Given instruction >> Reproduce the part of the records that opens with the line containing "Guideline: for each instance of the wing flap, the" and closes with the line containing "column 143, row 253", both lines included.

Records:
#####
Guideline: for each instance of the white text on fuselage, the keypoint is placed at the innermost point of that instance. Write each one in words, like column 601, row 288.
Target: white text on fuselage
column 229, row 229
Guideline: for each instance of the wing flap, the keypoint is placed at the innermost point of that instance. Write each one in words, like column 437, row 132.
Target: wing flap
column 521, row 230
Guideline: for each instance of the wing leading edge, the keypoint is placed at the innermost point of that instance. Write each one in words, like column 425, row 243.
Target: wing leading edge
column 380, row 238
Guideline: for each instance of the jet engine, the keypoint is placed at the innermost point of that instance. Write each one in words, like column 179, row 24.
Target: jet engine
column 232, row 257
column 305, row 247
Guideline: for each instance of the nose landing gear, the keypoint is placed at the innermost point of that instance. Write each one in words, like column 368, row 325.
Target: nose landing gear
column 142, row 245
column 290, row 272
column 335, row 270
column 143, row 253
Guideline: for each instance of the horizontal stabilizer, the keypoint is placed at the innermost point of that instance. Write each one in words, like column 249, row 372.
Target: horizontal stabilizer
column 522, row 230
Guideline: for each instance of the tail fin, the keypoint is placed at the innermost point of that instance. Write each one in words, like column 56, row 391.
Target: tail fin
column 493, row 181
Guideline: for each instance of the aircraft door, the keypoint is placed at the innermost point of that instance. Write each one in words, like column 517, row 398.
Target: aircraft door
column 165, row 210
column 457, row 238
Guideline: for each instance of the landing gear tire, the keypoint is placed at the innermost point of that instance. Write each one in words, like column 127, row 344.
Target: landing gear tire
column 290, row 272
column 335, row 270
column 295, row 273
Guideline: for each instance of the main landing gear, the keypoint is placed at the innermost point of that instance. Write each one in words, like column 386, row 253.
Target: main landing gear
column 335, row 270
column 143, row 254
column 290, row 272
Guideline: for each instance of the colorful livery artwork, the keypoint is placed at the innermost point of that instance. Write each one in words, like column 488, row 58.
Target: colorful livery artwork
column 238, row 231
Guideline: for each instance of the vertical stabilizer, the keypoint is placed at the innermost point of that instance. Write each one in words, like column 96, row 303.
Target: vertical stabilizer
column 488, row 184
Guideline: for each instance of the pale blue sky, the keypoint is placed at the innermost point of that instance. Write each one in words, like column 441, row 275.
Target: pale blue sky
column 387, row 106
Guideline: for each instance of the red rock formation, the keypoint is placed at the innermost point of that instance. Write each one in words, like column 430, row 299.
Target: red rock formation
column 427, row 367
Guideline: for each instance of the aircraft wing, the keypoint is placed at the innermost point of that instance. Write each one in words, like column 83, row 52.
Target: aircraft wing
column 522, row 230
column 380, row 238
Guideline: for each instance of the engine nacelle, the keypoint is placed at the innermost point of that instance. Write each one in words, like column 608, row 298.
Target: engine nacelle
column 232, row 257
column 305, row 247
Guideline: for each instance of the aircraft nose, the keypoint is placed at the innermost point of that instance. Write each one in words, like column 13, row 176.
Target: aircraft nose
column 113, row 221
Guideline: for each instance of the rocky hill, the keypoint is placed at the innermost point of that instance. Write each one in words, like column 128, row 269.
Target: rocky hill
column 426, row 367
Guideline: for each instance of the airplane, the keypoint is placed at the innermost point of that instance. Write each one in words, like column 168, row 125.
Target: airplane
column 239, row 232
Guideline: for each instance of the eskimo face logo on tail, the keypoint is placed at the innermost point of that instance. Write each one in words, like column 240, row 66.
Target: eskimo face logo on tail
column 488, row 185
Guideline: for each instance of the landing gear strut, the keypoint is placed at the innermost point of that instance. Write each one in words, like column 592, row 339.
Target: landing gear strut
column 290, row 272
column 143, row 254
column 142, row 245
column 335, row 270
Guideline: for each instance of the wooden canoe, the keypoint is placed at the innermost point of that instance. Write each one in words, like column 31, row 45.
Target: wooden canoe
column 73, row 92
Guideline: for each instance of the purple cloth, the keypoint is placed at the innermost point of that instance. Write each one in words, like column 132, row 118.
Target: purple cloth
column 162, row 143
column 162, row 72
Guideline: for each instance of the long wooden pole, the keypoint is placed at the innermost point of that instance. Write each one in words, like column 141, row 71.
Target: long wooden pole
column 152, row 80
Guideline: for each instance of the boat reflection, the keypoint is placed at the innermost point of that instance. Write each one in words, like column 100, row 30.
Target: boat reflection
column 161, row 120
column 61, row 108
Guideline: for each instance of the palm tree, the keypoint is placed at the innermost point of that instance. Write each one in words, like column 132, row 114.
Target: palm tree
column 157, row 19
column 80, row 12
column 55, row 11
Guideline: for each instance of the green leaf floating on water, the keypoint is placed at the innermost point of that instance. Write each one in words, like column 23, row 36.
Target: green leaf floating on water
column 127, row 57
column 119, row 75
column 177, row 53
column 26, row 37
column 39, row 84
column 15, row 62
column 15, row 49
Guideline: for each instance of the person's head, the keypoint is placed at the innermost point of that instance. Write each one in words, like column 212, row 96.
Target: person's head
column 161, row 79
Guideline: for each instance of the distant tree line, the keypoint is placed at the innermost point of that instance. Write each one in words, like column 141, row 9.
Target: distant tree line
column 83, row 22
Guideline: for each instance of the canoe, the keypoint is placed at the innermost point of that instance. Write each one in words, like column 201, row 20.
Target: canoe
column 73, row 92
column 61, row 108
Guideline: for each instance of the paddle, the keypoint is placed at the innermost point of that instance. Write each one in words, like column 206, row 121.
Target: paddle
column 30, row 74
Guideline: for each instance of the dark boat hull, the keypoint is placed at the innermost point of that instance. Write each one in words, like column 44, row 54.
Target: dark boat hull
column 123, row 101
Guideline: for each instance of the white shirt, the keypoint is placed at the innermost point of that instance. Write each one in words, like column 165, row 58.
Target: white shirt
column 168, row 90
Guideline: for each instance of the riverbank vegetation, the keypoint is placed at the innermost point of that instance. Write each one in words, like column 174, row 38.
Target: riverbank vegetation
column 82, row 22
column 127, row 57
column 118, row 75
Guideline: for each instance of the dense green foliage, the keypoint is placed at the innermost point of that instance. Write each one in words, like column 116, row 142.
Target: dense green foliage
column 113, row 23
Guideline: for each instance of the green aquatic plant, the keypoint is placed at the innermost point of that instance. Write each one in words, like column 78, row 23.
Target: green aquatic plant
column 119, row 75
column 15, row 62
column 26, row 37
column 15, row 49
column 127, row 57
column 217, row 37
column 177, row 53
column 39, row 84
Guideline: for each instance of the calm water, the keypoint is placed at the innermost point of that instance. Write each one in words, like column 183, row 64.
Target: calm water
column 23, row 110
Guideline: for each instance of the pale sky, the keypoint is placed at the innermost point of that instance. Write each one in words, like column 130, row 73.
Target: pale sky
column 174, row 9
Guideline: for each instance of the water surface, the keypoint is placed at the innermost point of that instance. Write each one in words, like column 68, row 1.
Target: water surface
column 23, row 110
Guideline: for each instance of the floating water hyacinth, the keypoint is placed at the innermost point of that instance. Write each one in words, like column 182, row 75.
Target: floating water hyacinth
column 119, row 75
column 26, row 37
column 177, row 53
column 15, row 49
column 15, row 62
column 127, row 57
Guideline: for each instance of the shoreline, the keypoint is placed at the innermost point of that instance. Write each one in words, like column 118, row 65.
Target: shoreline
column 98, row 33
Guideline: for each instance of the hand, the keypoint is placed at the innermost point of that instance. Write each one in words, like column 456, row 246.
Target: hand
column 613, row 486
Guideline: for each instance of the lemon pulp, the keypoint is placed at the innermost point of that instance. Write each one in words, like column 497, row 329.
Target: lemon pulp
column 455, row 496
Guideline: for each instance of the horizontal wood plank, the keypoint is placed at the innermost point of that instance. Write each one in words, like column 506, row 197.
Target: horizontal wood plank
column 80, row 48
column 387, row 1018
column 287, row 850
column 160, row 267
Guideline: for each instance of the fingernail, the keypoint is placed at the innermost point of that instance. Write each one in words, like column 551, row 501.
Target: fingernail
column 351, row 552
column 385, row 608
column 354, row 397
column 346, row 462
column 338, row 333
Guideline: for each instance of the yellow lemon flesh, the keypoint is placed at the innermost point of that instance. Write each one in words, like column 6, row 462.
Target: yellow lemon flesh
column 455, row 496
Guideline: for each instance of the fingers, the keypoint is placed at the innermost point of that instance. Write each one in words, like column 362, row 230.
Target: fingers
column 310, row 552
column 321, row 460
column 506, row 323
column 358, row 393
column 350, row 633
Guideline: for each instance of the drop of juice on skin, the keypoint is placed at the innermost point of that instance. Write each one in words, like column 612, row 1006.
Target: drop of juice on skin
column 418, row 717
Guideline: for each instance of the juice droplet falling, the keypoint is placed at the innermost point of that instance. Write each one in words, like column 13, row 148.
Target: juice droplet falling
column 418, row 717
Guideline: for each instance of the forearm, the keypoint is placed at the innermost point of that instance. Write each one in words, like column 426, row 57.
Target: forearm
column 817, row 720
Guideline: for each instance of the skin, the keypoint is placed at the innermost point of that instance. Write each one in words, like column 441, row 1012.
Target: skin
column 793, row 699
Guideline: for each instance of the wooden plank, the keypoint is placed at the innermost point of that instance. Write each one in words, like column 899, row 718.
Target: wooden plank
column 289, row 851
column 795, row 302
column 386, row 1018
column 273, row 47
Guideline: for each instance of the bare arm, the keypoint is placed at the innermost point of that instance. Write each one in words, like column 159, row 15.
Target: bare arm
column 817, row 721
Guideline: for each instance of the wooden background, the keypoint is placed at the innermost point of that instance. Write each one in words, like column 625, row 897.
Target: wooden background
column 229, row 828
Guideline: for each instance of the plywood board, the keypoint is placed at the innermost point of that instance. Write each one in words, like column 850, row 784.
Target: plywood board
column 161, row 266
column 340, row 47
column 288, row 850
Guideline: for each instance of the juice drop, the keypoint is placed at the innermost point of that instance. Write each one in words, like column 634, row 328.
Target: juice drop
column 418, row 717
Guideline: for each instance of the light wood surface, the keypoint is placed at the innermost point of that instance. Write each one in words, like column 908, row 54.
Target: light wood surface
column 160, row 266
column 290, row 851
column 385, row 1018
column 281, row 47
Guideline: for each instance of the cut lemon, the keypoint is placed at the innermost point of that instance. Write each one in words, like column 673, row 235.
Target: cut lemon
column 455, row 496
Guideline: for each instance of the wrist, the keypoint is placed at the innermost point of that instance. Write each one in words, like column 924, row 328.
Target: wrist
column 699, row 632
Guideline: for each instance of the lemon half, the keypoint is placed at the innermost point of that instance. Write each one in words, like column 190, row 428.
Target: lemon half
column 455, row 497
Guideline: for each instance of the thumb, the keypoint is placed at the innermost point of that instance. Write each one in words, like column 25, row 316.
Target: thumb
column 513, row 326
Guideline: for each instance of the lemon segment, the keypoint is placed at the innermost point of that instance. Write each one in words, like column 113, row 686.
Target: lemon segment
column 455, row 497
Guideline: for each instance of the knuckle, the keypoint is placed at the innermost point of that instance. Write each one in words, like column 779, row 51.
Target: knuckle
#####
Task response >>
Guideline: for each instance of the wing flap, the keypoint is placed at the innermost point of that instance. Write each one in words, like column 437, row 132.
Target: wing flap
column 521, row 230
Guideline: for each instance of the wing leading edge, the keypoint is placed at the innermost point of that instance. Write each one in words, like column 425, row 243.
Target: wing leading edge
column 380, row 238
Guideline: for each instance of the jet engine, the keypoint is placed at the innermost point of that instance. Write each one in words, like column 179, row 24.
Target: jet engine
column 232, row 257
column 305, row 247
Guideline: for each instance of the nose landing gear, the keypoint is placed at the innermost point of that instance. Write each one in words, like column 368, row 325.
Target: nose landing gear
column 142, row 245
column 290, row 272
column 335, row 270
column 143, row 253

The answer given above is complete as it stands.